§ **Source document**:

At the same time, if used properly, artificial intelligence can be capable of remarkable things because none of us can compete with the sheer amount of knowledge it can access. Used wisely, it can extremely accelerate both the process of discovery and the practice of medicine, but an important principle is that the final decision must always remain ours: it is not the artificial intelligence that takes the Hippocratic Oath but us.

From the Squirrel Patrol to the Hungarian Academy of Sciences

Although Gábor Tigyi has spent the past 40 years working abroad, he has maintained close ties with Hungary. He is an external member of the Hungarian Academy of Sciences, Chair of the Board of Trustees of the Association of Hungarian American Academics, and a research professor at the Semmelweis University Institute of Clinical Pathophysiology. He visits Hungary three or four times a year, and his favourite places in Pécs are all connected to the Medical School.

“I literally grew up at and with the university, since during my childhood and teenage years, this campus was being built under my father’s supervision, who took it very seriously that everything was completed on schedule, so instead of going to a pastry shop on Sunday afternoons, we would come here to check on the construction work. We lived on Fogaras Street, right next to the university, and my friends and I would climb over the kitchen fence, and within moments we were in the park. We played football on the sandy ground next to the swimming pool and hide-and-seek among the bushes. My first job was here as well, long before I became a student: at the age of thirteen, I worked in the kitchen as a “levelling boy”. It was quite a unique job. Meals were loaded onto heated food trolleys, which were taken down by the freight lift into the underground tunnel, where electric towing vehicles transported them to the clinics, where the meals were distributed to the wards. The freight lift, however, was a rather primitive piece of equipment and rarely stopped exactly on the same level as the floors. That created a real problem because the food trolleys could easily tip over while being unloaded, spilling the meals. My job as a levelling boy was to keep adjusting the lift with the up and down buttons until it lined up perfectly with the floor so that the trolleys could be unloaded from the lift.”

(Collected data)
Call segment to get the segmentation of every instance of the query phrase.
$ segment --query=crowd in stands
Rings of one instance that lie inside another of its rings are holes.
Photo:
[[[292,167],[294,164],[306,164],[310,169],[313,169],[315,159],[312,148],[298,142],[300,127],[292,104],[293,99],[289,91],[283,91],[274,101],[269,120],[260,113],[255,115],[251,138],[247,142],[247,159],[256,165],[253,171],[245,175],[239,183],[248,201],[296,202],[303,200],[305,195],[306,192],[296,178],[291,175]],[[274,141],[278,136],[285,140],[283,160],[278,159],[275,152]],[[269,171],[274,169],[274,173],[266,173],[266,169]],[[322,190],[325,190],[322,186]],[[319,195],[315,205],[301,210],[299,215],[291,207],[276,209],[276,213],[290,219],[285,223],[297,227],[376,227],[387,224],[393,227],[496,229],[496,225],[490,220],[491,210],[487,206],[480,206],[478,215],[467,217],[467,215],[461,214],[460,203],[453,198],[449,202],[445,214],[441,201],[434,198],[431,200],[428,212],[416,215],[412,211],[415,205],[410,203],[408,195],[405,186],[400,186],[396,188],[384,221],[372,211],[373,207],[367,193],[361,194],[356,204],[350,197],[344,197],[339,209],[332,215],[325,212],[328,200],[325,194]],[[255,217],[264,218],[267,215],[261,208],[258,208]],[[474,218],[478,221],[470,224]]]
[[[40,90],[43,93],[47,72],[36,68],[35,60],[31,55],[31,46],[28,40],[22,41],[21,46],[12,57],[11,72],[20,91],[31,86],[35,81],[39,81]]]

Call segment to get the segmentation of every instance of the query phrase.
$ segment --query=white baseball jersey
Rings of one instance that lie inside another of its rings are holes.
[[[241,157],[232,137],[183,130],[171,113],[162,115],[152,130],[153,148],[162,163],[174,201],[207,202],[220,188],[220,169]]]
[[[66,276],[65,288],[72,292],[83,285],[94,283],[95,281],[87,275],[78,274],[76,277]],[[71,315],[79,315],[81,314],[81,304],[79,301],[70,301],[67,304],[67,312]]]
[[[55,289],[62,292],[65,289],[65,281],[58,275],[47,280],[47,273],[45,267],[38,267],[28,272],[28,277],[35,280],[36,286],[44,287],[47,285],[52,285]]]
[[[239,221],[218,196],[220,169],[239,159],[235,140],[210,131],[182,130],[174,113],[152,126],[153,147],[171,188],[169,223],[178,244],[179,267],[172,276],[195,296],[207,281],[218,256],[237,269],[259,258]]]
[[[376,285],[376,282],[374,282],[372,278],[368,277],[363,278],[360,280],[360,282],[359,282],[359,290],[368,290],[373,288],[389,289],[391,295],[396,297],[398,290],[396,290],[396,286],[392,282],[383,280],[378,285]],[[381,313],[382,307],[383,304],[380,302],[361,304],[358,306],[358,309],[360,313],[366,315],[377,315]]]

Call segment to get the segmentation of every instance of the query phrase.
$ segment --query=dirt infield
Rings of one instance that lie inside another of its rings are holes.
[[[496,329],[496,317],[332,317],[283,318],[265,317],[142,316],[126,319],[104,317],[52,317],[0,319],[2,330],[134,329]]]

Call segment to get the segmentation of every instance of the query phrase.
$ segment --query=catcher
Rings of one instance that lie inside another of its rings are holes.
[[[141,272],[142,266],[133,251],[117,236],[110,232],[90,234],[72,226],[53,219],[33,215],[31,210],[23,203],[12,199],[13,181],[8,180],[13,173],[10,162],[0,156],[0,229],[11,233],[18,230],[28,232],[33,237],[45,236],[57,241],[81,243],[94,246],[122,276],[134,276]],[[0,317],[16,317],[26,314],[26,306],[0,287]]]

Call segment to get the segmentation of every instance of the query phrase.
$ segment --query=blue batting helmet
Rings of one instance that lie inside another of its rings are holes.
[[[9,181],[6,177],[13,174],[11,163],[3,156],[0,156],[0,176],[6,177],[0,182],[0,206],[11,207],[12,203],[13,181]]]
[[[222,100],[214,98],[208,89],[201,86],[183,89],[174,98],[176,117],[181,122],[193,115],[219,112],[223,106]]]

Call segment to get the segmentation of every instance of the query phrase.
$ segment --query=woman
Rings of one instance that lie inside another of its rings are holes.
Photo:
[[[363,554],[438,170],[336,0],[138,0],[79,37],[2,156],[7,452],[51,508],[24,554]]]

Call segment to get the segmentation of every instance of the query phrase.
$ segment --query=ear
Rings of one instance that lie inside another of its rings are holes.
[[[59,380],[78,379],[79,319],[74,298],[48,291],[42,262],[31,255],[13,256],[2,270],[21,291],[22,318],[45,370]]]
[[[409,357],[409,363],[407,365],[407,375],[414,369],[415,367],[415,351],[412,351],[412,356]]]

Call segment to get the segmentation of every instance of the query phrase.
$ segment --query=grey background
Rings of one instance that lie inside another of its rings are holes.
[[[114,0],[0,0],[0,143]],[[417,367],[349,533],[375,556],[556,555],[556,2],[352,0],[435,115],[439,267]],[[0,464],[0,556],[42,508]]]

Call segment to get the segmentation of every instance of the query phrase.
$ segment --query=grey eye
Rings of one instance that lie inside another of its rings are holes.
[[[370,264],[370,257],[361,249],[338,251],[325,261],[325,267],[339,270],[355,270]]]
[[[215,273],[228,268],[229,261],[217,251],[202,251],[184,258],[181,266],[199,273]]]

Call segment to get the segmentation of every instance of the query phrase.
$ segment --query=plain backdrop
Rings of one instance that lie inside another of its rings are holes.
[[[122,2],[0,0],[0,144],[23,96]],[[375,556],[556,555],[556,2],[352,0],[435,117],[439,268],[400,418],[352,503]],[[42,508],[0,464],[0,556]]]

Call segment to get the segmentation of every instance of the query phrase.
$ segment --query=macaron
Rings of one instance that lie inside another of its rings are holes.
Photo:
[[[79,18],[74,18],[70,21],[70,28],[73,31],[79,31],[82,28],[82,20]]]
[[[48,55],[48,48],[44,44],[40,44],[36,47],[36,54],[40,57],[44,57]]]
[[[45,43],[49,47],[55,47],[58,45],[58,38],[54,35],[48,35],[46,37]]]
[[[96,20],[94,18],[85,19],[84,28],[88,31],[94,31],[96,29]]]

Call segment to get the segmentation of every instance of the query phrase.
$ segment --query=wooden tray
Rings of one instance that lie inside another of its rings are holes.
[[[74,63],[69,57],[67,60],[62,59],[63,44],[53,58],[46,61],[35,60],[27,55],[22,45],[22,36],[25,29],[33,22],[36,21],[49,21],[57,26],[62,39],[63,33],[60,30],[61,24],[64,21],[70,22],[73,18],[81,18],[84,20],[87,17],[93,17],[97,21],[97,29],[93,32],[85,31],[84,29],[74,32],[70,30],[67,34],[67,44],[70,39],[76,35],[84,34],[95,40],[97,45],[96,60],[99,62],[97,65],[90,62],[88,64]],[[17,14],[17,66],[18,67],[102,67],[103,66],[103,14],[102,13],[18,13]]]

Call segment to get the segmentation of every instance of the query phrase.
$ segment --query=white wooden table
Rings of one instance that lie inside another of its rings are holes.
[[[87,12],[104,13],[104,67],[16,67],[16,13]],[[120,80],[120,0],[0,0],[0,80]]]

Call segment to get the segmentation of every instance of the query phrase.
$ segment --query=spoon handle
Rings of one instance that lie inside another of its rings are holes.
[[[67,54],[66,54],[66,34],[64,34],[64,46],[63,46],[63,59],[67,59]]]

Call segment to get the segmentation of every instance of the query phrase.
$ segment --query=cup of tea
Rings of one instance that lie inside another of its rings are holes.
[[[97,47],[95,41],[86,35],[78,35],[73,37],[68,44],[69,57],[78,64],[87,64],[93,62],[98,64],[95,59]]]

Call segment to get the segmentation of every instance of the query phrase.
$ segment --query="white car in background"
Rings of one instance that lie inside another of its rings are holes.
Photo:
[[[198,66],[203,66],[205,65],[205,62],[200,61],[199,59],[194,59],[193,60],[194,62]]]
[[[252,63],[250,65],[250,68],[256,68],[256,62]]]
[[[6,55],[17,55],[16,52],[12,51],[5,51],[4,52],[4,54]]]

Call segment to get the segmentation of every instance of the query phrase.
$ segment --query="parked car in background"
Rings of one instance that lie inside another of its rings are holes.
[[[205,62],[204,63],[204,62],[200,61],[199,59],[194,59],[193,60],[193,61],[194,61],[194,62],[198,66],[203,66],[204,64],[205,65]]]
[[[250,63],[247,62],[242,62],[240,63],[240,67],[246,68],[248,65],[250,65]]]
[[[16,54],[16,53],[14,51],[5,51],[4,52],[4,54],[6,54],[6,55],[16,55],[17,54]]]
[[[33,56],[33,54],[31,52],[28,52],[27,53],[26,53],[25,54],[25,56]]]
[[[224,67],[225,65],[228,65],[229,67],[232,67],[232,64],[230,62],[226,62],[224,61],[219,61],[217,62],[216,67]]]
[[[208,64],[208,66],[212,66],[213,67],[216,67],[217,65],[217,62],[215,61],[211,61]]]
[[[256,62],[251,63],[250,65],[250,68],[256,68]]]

§ **Required actions**:
1 - List the positions that the profile of Gábor Tigyi says he holds.
2 - Reproduce the part of the profile of Gábor Tigyi starting with "Although Gábor Tigyi" and going on through "the Medical School.".
The rows have no connection to the profile of Gábor Tigyi.

§ **Answers by item number**:
1 -
- External member of the Hungarian Academy of Sciences
- Chair of the Board of Trustees of the Association of Hungarian American Academics
- Research professor at the Semmelweis University Institute of Clinical Pathophysiology

2 -
Although Gábor Tigyi has spent the past 40 years working abroad, he has maintained close ties with Hungary. He is an external member of the Hungarian Academy of Sciences, Chair of the Board of Trustees of the Association of Hungarian American Academics, and a research professor at the Semmelweis University Institute of Clinical Pathophysiology. He visits Hungary three or four times a year, and his favourite places in Pécs are all connected to the Medical School.